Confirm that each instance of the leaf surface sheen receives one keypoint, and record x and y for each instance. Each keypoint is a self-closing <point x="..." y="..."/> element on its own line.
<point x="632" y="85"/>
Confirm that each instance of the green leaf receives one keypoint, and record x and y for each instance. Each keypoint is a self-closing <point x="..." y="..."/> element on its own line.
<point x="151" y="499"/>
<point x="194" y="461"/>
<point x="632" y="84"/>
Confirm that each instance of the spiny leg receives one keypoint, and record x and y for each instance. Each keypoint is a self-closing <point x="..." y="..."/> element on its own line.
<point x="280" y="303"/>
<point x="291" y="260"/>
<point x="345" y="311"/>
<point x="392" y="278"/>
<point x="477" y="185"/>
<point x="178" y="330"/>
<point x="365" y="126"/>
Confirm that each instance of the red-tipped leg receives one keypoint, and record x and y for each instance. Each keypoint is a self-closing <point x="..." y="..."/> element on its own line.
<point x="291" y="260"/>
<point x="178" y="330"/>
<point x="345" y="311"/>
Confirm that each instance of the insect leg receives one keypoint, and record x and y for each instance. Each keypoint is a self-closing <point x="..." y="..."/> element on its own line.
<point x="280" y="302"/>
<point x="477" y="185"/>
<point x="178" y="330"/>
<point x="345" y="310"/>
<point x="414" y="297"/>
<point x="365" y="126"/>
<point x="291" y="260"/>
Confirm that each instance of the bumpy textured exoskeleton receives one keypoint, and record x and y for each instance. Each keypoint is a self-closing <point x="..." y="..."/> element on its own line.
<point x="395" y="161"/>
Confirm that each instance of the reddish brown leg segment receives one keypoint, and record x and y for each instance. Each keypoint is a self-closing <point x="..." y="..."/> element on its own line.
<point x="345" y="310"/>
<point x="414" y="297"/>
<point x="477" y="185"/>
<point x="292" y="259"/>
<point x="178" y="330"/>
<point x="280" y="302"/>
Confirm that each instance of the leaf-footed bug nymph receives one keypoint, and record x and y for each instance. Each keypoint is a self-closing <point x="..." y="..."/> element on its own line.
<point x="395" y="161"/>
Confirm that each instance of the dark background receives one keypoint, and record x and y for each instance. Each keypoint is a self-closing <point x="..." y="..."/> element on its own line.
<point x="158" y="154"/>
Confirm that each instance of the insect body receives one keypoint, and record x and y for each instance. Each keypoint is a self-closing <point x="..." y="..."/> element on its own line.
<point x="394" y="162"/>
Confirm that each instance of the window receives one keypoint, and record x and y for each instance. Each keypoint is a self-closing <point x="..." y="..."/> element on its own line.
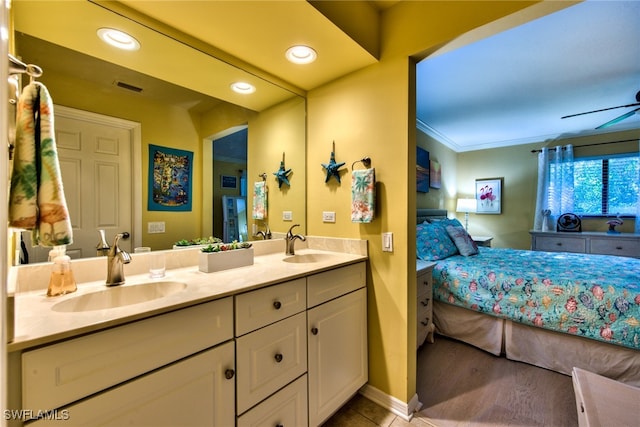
<point x="607" y="186"/>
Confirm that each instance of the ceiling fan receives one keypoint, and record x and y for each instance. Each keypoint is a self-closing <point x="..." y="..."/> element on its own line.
<point x="617" y="119"/>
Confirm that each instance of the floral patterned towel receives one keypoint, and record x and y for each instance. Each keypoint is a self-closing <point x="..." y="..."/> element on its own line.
<point x="260" y="200"/>
<point x="594" y="296"/>
<point x="363" y="195"/>
<point x="36" y="199"/>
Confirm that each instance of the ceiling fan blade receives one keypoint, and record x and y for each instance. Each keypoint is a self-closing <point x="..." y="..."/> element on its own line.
<point x="618" y="119"/>
<point x="603" y="109"/>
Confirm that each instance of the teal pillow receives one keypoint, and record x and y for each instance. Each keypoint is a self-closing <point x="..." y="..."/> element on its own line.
<point x="433" y="242"/>
<point x="465" y="244"/>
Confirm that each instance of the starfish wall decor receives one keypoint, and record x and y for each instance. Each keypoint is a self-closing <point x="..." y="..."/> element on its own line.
<point x="332" y="167"/>
<point x="282" y="174"/>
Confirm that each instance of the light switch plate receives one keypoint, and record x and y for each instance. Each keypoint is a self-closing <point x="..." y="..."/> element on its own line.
<point x="328" y="216"/>
<point x="387" y="242"/>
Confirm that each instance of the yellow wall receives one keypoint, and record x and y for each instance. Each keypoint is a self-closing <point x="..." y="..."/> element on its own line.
<point x="162" y="125"/>
<point x="277" y="130"/>
<point x="372" y="113"/>
<point x="519" y="168"/>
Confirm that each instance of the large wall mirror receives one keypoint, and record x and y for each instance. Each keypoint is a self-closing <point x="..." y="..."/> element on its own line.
<point x="168" y="94"/>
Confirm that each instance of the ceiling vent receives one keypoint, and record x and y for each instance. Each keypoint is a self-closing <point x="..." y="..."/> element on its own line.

The request =>
Please quote word for word everything from the line containing "Confirm that each instance of the large" down to the end of the data above.

Answer to this task =>
Confirm that each instance of the large wall mirror receives one keypoint, and record x and y for each instance. Each keypoint is a self-closing <point x="..." y="..."/> element on its own line.
<point x="168" y="94"/>
Confirm that each instance of the ceiling vent receives one keypoint, and record x and y for each instance. Each keypoint is a self-closing <point x="..." y="..."/> element on its own line.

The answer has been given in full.